> Work instructions:
Starting with the line that contains "260L550 279L579 293L587", copy every remaining line of the data below exactly, the last one included.

> Stored data entries:
++++++++++
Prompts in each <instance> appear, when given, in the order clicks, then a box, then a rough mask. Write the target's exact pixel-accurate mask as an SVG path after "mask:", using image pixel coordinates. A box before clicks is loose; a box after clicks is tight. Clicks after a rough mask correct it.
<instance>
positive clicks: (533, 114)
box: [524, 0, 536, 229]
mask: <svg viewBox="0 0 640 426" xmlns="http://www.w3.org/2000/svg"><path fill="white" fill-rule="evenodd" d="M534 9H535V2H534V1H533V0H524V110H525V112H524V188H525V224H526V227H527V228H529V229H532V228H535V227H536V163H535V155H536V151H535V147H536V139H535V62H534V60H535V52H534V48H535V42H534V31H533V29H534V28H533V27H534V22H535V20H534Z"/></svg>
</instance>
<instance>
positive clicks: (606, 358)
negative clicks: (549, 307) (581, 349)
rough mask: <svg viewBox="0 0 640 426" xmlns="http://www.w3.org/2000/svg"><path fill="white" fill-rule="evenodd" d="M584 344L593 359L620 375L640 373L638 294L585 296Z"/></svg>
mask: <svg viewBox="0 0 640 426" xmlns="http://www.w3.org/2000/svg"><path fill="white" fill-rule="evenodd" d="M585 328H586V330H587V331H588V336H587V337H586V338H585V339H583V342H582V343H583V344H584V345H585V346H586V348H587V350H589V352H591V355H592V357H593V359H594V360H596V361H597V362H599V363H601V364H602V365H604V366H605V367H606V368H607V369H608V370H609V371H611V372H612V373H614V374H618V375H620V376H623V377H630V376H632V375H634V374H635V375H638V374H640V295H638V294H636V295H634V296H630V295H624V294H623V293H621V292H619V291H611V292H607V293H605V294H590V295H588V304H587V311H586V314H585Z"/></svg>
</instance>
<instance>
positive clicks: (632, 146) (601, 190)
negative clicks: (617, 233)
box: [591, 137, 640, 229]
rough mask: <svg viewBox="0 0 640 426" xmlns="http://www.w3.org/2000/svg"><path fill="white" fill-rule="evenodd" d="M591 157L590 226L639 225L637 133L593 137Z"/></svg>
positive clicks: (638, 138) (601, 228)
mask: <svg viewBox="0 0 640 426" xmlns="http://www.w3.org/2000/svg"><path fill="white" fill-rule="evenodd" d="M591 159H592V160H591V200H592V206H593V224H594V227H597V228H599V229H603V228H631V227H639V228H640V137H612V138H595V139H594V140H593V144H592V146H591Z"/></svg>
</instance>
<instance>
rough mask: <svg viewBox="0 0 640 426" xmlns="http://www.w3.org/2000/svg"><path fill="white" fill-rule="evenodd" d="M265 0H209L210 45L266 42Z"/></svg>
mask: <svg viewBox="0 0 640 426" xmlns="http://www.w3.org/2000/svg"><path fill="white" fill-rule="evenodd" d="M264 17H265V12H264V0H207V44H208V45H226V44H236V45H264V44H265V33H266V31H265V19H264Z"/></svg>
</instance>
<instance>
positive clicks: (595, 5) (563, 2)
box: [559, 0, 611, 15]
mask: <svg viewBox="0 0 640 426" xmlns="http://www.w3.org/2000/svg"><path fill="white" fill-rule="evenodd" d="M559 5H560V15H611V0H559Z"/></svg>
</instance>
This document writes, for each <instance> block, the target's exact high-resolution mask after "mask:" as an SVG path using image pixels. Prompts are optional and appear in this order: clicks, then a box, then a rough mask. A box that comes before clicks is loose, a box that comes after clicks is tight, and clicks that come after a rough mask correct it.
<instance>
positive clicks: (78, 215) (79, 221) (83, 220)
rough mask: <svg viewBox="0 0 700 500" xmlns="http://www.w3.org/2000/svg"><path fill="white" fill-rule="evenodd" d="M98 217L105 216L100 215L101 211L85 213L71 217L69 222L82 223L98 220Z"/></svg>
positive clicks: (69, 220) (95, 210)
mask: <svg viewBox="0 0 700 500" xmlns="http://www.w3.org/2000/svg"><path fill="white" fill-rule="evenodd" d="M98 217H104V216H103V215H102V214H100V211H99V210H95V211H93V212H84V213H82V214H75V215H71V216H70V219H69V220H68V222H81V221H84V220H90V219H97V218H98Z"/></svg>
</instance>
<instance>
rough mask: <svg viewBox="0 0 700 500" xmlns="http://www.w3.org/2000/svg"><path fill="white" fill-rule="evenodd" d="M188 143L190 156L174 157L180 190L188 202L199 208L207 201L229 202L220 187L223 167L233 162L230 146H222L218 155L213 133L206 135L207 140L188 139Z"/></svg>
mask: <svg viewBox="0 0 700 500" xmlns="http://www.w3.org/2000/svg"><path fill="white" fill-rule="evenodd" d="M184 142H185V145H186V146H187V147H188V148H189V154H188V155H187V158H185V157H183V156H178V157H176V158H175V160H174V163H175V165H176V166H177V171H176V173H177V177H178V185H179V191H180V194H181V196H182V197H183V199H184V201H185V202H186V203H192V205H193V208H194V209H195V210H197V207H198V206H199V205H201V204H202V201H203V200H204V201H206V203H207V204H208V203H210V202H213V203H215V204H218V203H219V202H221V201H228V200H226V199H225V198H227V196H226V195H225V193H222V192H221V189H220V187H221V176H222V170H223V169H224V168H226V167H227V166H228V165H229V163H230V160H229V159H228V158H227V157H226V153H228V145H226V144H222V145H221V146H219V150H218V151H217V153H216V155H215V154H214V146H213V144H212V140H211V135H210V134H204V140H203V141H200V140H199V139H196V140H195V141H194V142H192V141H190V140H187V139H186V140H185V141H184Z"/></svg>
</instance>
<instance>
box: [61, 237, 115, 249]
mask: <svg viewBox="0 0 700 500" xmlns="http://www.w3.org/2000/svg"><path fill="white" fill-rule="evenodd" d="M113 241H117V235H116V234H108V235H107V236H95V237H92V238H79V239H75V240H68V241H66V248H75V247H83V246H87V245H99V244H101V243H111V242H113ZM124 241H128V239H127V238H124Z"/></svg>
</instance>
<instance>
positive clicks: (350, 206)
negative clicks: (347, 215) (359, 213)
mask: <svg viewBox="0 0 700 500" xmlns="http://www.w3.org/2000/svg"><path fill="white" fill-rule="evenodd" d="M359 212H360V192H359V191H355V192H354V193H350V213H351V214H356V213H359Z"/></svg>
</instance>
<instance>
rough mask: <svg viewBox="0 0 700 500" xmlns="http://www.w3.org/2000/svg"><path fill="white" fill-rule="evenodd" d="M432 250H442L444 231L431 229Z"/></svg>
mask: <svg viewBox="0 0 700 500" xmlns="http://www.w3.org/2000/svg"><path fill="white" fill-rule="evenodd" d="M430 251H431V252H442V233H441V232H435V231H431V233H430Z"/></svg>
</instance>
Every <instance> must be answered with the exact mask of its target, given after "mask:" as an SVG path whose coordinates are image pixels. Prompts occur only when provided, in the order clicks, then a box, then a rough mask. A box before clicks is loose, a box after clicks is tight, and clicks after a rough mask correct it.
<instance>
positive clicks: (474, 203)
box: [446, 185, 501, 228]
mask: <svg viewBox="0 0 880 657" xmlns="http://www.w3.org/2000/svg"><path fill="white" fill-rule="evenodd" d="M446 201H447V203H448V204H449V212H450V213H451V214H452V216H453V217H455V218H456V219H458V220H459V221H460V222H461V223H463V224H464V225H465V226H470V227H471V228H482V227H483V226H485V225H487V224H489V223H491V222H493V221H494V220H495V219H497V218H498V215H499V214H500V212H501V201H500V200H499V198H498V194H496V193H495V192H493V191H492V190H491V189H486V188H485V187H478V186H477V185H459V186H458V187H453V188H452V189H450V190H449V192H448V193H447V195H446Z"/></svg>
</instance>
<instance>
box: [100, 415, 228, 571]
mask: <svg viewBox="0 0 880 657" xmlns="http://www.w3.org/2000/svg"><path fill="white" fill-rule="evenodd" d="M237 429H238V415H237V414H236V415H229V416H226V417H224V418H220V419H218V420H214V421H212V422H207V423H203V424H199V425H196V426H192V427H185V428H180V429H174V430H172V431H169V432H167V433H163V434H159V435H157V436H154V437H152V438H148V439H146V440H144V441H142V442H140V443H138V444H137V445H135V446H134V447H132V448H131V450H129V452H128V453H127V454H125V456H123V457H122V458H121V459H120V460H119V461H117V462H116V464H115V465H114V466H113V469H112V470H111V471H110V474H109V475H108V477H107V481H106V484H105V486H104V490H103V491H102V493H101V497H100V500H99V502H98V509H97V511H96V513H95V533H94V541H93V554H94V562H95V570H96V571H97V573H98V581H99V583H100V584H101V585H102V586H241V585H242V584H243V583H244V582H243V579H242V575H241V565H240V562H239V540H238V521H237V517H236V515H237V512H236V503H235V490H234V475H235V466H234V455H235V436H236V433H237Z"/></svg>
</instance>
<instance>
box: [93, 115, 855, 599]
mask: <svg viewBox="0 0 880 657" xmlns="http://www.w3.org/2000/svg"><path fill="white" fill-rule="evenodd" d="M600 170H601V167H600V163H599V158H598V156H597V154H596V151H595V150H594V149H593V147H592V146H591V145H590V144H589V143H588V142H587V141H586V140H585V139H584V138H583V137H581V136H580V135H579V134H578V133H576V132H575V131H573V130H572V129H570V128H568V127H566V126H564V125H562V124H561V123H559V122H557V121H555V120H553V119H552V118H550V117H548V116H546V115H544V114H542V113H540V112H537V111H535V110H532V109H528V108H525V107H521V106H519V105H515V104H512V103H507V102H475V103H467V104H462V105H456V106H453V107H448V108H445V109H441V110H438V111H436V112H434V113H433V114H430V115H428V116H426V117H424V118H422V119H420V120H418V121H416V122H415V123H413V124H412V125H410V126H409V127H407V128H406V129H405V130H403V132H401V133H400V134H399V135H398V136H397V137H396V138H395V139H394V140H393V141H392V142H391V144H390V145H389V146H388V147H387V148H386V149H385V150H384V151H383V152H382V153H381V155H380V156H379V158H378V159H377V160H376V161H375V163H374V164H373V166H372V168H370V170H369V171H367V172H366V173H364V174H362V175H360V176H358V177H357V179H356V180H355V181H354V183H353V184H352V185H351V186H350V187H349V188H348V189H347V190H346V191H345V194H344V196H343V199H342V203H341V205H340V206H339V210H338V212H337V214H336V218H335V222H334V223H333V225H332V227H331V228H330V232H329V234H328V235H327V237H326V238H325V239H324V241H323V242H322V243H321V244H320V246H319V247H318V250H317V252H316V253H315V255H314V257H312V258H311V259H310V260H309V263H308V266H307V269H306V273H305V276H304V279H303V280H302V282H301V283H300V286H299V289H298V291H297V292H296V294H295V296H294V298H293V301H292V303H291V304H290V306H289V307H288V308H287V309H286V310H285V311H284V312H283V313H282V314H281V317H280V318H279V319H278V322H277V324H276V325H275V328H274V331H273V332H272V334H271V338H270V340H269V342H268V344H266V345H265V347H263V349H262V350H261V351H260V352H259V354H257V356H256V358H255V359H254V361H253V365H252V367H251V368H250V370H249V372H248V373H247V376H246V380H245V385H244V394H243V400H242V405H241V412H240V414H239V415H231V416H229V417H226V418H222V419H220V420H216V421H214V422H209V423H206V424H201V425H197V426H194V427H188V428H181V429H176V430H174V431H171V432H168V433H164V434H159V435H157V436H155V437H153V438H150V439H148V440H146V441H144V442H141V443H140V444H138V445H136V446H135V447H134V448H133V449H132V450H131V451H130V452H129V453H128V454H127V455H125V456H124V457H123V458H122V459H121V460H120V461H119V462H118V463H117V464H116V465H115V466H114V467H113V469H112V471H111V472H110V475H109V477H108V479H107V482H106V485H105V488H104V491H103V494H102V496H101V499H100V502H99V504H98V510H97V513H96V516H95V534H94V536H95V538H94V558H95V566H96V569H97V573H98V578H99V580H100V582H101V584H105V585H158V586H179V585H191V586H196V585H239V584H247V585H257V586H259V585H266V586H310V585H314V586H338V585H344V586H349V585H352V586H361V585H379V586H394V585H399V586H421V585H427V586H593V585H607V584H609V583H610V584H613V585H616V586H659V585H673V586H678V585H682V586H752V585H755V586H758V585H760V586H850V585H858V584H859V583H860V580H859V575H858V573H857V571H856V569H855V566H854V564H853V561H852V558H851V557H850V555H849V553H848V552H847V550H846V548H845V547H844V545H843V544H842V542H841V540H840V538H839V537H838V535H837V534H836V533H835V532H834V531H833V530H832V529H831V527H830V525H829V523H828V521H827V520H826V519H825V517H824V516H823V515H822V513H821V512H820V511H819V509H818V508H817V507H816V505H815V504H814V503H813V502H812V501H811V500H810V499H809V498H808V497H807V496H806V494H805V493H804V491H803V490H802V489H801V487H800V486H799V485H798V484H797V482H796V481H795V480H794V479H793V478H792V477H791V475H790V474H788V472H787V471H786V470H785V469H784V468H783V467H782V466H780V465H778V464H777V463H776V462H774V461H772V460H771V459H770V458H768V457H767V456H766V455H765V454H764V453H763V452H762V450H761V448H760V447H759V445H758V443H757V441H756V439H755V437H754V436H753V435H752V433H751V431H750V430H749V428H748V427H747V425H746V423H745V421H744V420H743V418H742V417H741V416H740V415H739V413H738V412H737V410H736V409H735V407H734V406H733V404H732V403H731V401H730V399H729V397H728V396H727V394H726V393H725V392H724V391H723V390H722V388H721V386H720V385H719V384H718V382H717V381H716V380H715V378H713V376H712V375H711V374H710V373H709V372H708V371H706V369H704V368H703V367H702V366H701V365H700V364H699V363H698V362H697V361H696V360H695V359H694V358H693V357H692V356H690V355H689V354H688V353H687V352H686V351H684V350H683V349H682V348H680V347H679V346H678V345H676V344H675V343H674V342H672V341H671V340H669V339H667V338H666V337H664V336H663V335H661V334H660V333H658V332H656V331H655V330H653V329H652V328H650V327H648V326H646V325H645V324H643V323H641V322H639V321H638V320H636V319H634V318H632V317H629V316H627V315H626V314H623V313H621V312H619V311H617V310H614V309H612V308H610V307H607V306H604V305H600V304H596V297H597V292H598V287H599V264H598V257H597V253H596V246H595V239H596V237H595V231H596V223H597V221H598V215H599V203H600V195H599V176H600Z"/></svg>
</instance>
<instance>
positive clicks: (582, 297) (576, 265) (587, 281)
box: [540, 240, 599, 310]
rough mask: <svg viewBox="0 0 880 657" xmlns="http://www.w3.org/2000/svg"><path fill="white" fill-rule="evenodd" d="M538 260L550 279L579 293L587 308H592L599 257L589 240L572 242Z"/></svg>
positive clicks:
++++++++++
> Exercise response:
rough mask: <svg viewBox="0 0 880 657" xmlns="http://www.w3.org/2000/svg"><path fill="white" fill-rule="evenodd" d="M538 260L550 279L579 293L587 308H592L599 257L589 240L572 242Z"/></svg>
positive clicks:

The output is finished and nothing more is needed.